### ABOUT THIS TASK
Rewrite the lines from the very first one through the line holding "positive clicks: (139, 89)", inclusive, with every "rough mask" changed to "coarse mask" and nothing else altered.
────────────────────────────────────────
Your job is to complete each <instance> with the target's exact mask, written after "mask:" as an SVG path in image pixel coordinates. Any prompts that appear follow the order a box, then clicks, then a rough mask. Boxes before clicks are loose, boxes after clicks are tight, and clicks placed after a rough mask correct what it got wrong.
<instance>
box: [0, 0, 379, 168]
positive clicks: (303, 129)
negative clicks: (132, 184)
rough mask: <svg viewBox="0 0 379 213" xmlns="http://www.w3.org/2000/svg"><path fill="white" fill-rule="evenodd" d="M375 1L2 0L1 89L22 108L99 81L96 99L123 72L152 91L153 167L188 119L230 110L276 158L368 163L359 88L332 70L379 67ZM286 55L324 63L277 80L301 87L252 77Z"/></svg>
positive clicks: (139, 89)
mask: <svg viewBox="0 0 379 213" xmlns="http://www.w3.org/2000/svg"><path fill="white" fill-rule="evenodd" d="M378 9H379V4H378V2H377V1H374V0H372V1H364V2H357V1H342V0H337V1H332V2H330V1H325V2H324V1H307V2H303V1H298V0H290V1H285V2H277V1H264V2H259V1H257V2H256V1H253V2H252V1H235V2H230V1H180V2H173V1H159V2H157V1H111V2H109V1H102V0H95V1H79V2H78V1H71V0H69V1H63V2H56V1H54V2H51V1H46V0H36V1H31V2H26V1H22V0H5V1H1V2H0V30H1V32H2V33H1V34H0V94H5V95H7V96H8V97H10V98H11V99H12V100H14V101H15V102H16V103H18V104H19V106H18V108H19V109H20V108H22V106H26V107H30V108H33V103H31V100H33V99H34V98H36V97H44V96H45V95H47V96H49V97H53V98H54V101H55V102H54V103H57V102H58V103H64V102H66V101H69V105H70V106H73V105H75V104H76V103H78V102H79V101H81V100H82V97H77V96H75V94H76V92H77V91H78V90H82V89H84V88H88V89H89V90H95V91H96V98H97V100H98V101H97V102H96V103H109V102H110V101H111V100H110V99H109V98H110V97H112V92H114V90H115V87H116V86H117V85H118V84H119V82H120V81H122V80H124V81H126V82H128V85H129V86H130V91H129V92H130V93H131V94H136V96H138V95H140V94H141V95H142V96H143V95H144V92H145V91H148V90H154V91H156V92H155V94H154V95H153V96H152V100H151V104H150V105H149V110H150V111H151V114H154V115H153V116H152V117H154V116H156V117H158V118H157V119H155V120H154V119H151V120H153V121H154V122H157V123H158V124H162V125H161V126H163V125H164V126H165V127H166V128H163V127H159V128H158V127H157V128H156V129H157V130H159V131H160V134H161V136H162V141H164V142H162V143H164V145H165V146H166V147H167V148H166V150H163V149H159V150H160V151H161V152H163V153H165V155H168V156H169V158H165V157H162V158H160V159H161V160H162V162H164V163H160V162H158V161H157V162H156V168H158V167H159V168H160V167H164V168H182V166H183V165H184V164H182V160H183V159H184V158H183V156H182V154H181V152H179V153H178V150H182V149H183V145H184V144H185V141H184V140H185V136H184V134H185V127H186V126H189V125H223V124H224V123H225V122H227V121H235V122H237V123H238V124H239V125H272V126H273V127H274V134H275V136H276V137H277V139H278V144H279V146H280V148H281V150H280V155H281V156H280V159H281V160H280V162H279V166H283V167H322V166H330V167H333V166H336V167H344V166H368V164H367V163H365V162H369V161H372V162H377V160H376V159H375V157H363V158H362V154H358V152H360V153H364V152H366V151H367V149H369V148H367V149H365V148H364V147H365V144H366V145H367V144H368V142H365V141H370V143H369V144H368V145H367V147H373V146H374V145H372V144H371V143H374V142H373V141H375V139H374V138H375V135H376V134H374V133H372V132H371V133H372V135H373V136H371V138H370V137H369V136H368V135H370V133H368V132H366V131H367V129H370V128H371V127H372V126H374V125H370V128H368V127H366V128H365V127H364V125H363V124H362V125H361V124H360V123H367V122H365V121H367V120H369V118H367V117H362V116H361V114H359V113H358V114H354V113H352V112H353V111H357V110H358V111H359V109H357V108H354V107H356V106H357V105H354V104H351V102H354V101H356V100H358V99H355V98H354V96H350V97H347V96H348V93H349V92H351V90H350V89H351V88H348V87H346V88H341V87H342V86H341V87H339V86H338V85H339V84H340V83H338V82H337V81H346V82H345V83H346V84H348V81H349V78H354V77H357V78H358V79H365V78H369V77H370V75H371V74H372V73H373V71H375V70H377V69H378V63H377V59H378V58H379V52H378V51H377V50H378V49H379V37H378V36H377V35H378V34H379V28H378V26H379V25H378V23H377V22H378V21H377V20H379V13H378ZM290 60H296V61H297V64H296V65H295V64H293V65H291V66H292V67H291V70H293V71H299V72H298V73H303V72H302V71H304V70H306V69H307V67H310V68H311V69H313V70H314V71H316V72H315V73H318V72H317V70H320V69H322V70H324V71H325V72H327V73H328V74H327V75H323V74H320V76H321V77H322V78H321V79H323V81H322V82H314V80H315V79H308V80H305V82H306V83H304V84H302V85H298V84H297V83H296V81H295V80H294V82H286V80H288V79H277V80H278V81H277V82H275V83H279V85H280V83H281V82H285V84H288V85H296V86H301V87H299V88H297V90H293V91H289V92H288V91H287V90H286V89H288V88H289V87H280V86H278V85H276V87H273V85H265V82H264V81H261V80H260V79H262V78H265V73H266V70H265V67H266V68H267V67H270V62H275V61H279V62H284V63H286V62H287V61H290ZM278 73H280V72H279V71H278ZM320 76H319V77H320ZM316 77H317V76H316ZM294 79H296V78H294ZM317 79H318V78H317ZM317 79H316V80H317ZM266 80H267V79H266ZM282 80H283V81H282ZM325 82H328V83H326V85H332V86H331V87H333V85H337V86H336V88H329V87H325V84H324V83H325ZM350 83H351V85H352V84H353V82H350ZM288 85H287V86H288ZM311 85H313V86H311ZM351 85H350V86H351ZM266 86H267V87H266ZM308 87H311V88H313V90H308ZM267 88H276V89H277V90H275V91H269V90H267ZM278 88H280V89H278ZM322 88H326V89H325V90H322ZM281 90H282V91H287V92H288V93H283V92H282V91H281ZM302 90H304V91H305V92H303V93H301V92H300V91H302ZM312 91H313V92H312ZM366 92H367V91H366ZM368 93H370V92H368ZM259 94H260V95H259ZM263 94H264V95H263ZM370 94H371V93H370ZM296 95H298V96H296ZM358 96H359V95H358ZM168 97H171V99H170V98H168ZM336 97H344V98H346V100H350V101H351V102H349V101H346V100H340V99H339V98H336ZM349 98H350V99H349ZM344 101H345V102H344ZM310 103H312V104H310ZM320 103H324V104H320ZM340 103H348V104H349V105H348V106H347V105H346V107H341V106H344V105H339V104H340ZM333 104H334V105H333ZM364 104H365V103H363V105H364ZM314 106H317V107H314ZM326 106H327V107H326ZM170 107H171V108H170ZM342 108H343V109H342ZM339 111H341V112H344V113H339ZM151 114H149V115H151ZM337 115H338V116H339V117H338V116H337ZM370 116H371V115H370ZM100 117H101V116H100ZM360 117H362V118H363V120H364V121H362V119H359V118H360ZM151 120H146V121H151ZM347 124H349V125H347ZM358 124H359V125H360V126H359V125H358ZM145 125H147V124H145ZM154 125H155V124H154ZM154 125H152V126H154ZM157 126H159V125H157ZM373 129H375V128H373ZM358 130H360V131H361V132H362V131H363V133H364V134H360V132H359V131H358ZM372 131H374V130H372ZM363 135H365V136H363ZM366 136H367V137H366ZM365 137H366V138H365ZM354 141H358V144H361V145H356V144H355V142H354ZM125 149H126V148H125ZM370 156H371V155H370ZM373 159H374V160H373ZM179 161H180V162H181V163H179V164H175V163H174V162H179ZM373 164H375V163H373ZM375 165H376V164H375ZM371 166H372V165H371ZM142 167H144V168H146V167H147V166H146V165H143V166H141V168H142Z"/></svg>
────────────────────────────────────────
### FINAL ANSWER
Your job is to complete each <instance> with the target's exact mask, written after "mask:" as an SVG path in image pixel coordinates. Any prompts that appear follow the order a box, then clicks, then a coarse mask. Boxes before clicks are loose, boxes after clicks are tight, and clicks placed after a coarse mask correct what it got wrong.
<instance>
box: [0, 0, 379, 168]
positive clicks: (303, 129)
negative clicks: (132, 184)
coarse mask: <svg viewBox="0 0 379 213" xmlns="http://www.w3.org/2000/svg"><path fill="white" fill-rule="evenodd" d="M375 1L2 0L1 89L22 108L99 81L96 99L123 72L152 91L153 167L188 119L230 110L276 158L368 163L359 88L332 70L379 67ZM286 55L324 63L277 80L301 87L252 77Z"/></svg>
positive clicks: (139, 89)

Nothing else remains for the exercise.